Given request —
Please change every "Reviewer note" in the items below to "Annotator note" and leave the rest of the text unchanged.
-- Recorded information start --
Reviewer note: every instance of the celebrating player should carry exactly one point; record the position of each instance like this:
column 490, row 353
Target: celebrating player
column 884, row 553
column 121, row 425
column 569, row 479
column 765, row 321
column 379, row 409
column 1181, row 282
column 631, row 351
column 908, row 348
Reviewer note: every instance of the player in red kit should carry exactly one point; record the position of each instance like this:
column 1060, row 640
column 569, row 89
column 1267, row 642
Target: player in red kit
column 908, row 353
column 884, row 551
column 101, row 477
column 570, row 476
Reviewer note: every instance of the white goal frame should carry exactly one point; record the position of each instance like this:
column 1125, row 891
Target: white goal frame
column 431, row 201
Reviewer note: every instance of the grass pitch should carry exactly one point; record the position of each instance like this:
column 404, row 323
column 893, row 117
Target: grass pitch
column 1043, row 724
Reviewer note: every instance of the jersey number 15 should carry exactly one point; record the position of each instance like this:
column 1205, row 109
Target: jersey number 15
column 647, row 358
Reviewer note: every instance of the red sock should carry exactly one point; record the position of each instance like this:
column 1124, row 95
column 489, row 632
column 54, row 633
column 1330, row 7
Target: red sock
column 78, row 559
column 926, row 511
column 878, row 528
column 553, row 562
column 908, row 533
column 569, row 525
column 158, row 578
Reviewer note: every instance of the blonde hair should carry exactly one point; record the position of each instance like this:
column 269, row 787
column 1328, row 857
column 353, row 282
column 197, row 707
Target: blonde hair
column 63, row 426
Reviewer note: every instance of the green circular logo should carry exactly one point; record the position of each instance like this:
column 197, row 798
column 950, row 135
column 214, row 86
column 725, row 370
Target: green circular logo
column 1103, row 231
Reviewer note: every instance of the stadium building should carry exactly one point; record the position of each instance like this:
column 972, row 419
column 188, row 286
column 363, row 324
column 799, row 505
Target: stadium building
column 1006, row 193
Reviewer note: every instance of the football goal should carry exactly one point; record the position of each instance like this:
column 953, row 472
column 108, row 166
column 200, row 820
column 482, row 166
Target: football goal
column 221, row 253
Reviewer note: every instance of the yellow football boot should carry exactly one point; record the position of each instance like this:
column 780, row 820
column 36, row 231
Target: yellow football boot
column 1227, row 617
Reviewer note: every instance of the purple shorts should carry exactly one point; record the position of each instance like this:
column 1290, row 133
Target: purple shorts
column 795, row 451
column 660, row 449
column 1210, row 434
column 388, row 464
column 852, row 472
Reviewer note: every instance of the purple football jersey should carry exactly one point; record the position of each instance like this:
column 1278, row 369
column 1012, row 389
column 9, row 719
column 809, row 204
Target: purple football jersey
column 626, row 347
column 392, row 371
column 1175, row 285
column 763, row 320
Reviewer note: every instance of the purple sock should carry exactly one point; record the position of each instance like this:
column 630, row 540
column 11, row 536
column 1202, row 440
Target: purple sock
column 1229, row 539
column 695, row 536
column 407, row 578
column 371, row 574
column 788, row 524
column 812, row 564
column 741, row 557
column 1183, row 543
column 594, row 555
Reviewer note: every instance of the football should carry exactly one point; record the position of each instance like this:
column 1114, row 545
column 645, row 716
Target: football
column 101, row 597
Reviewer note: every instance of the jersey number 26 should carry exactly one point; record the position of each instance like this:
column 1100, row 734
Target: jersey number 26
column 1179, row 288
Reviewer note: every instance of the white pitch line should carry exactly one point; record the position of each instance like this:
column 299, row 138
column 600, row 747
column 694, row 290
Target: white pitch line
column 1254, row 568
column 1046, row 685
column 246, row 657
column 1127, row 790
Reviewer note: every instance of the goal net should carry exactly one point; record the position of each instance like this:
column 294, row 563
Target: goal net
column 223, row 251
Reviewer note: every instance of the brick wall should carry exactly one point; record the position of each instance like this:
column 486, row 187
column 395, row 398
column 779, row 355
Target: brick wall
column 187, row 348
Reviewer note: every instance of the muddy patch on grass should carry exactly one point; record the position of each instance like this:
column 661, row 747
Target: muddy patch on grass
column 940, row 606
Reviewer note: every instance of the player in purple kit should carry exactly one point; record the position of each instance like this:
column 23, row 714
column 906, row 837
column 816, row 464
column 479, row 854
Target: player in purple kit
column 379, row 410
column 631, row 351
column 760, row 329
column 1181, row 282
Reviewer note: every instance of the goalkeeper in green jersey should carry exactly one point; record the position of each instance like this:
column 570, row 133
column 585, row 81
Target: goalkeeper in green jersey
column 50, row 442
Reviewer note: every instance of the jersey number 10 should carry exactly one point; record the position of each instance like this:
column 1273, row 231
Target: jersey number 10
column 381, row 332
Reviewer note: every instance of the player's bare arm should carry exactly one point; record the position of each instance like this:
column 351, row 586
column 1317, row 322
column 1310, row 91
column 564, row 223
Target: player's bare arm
-- Recorded information end --
Complete output —
Annotator note: every instance of the celebrating player should carry exactly one point; record the position of each instance like this:
column 490, row 353
Target: celebrating player
column 884, row 553
column 121, row 425
column 569, row 479
column 765, row 321
column 379, row 409
column 1181, row 282
column 631, row 351
column 908, row 348
Annotator note: every instance of the player in red kit should carry exactly one point; record the position of each instance like this:
column 1060, row 640
column 569, row 89
column 1267, row 642
Target: player in red kit
column 908, row 353
column 884, row 551
column 101, row 477
column 570, row 476
Annotator note: every instance of the white goal frame should carry exactly one point; record the position of each instance like this:
column 1125, row 891
Target: white goal frame
column 431, row 201
Annotator note: every instance of the grass pitch should carry exactly one point; record the position of each instance like this:
column 404, row 323
column 893, row 117
Target: grass pitch
column 1043, row 724
Annotator note: every instance of the jersey number 15 should carry exactly one point; record the position of each instance like this:
column 1205, row 109
Target: jersey number 15
column 647, row 358
Annotator note: every instance of the red sock should carry exactly one point; record the position of each instance like this:
column 1124, row 95
column 489, row 632
column 54, row 633
column 1330, row 7
Target: red sock
column 78, row 559
column 926, row 511
column 878, row 528
column 553, row 562
column 908, row 533
column 569, row 525
column 158, row 578
Annotator note: every instance of the blonde hair should carry exactly one point; record the position of each instance like this:
column 269, row 787
column 1328, row 857
column 353, row 282
column 197, row 707
Target: blonde hair
column 63, row 426
Annotator note: every instance of the green circular logo should carry exactly one point; record the position of each instance like this:
column 197, row 798
column 950, row 135
column 214, row 86
column 725, row 370
Target: green circular logo
column 1103, row 231
Annotator note: every instance of the stadium building should carry exactly one point; record the position of each instance like this:
column 972, row 419
column 188, row 286
column 363, row 324
column 799, row 505
Target: stadium building
column 1006, row 193
Annotator note: every instance of the football goal should carry exactly one point; record the position of each instance like this:
column 953, row 472
column 108, row 166
column 200, row 820
column 482, row 166
Target: football goal
column 221, row 253
Annotator note: every instance of the yellow football boot should carry exactly one point; record the position of each instance like this:
column 780, row 820
column 36, row 231
Target: yellow football boot
column 1227, row 617
Annotator note: every instance of the purple shorts should carry exactly one point; record the position of each instance like this:
column 1290, row 133
Target: purple shorts
column 795, row 451
column 660, row 449
column 1210, row 434
column 388, row 464
column 852, row 472
Annotator note: every instance of the purple football jersey should carry exactly one point; record the position of each instance like this:
column 1278, row 369
column 1012, row 389
column 9, row 719
column 809, row 204
Target: purple football jersey
column 626, row 347
column 392, row 371
column 1175, row 285
column 763, row 320
Annotator note: every instance of the purple sock should carry exactly one point; record the position of each instance like this:
column 630, row 540
column 11, row 536
column 1202, row 440
Target: purple sock
column 1229, row 539
column 695, row 536
column 407, row 578
column 371, row 574
column 788, row 524
column 812, row 564
column 741, row 557
column 1183, row 543
column 594, row 555
Annotator note: every instance of the football should carry exactly one point; record the position of each instance like this:
column 1114, row 545
column 645, row 716
Target: football
column 101, row 597
Annotator note: every instance of the jersey number 26 should carry exactly one point; record the position of each instance like this:
column 1100, row 734
Target: jersey number 26
column 1179, row 288
Annotator note: every instance of the white pitch line should carry exactly one point; record the position of each instance like this:
column 299, row 138
column 600, row 747
column 694, row 290
Target: white pitch line
column 1254, row 568
column 1046, row 685
column 246, row 657
column 1127, row 790
Annotator note: every instance of the goal net should carry exactly one point; record the position of each instance like this:
column 294, row 563
Target: goal net
column 223, row 251
Annotator note: every instance of the brick wall should carry exactly one point; record the position of each instance like this:
column 486, row 187
column 395, row 398
column 779, row 355
Target: brick wall
column 187, row 348
Annotator note: every instance of the muddy patch on grass should carry exactly one point; record the position of each instance like this:
column 661, row 747
Target: muddy patch on grass
column 940, row 606
Annotator note: every instance of the player in purple kit should carry exactly one point; record the position of each instance like this:
column 23, row 714
column 906, row 837
column 816, row 464
column 479, row 854
Target: player in purple kit
column 379, row 410
column 631, row 351
column 760, row 329
column 1181, row 282
Annotator note: every instance of the goalkeeper in green jersey should carry exactly one point; record the position of each instance like this:
column 570, row 133
column 585, row 81
Target: goalkeeper in green jersey
column 50, row 442
Annotator note: every instance of the jersey number 10 should carry exactly one point; record the position of each instance like this:
column 1273, row 231
Target: jersey number 10
column 381, row 332
Annotator note: every instance of the player's bare arm should carry exactly one point; record the position of each instance like this:
column 351, row 586
column 1317, row 322
column 1310, row 91
column 564, row 223
Target: player's bare arm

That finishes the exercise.